**Text block:**
------------------------------
But if __copy_to_user() is kept last in copy_struct_to_user(), this
should stay for symmetry.

> +	return 0;

As above.

> +}
> +EXPORT_SYMBOL(copy_struct_from_user);

As above.

Rasmus
Andreas Schwab Sept. 5, 2019, 9:09 a.m. UTC | #5
On Sep 05 2019, Aleksa Sarai <cyphar@cyphar.com> wrote:

> diff --git a/lib/struct_user.c b/lib/struct_user.c
> new file mode 100644
> index 000000000000..7301ab1bbe98
> --- /dev/null
> +++ b/lib/struct_user.c
> @@ -0,0 +1,182 @@
> +// SPDX-License-Identifier: GPL-2.0-or-later
> +/*
> + * Copyright (C) 2019 SUSE LLC
> + * Copyright (C) 2019 Aleksa Sarai <cyphar@cyphar.com>
> + */
> +
> +#include <linux/types.h>
> +#include <linux/export.h>
> +#include <linux/uaccess.h>
> +#include <linux/kernel.h>
> +#include <linux/string.h>
> +
> +#define BUFFER_SIZE 64
> +
> +/*
> + * "memset(p, 0, size)" but for user space buffers. Caller must have already
> + * checked access_ok(p, size).
> + */
> +static int __memzero_user(void __user *p, size_t s)
> +{
> +	const char zeros[BUFFER_SIZE] = {};

Perhaps make that static?

Andreas.
Aleksa Sarai Sept. 5, 2019, 9:26 a.m. UTC | #6
On 2019-09-05, Peter Zijlstra <peterz@infradead.org> wrote:
> On Thu, Sep 05, 2019 at 06:19:22AM +1000, Aleksa Sarai wrote:
> > +/**
> > + * copy_struct_to_user: copy a struct to user space
> > + * @dst:   Destination address, in user space.
------------------------------
**Directions:**
1. Which header files are pulled in by the #include lines in the kernel patch thread?
2. Substitute "Target address" for "Destination address" in a passage of the kernel patch thread: begin at the words that have "Aleksa Sarai Sept." and stop after "in user space.".
3. In the kernel patch thread, what value is BUFFER_SIZE defined as?
These rows were drawn from a separate source.

Coordinate annotation entries
------------------------------
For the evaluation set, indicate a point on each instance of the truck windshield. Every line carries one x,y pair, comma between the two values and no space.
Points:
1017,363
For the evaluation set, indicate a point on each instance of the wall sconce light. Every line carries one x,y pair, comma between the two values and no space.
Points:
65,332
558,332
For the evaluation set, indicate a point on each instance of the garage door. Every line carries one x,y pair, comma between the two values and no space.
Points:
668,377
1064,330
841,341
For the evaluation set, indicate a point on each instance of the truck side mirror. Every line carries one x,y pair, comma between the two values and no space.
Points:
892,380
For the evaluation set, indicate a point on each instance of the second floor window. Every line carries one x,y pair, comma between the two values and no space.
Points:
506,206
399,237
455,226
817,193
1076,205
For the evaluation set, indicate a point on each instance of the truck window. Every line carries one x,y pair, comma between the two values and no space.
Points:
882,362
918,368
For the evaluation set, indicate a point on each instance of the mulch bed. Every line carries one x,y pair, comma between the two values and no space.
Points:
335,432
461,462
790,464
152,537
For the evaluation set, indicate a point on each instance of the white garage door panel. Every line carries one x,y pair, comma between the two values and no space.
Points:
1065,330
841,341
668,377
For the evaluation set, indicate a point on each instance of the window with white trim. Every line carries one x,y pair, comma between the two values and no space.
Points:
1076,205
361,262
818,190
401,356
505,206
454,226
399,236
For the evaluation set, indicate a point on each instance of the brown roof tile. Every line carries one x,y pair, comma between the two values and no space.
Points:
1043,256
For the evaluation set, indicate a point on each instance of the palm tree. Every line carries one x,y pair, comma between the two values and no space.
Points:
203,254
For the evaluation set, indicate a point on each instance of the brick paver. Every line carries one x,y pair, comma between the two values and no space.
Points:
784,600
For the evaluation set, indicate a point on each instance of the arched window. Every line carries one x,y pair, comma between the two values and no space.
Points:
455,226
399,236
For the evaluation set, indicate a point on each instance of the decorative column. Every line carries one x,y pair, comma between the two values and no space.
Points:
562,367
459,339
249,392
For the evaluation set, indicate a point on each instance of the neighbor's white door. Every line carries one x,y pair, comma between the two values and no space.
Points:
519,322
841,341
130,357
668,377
------------------------------
**Per-task answers:**
1.
linux/types.h
linux/export.h
linux/uaccess.h
linux/kernel.h
linux/string.h

2.
Aleksa Sarai Sept. 5, 2019, 9:26 a.m. UTC | #6
On 2019-09-05, Peter Zijlstra <peterz@infradead.org> wrote:
> On Thu, Sep 05, 2019 at 06:19:22AM +1000, Aleksa Sarai wrote:
> > +/**
> > + * copy_struct_to_user: copy a struct to user space
> > + * @dst:   Target address, in user space.

3. 64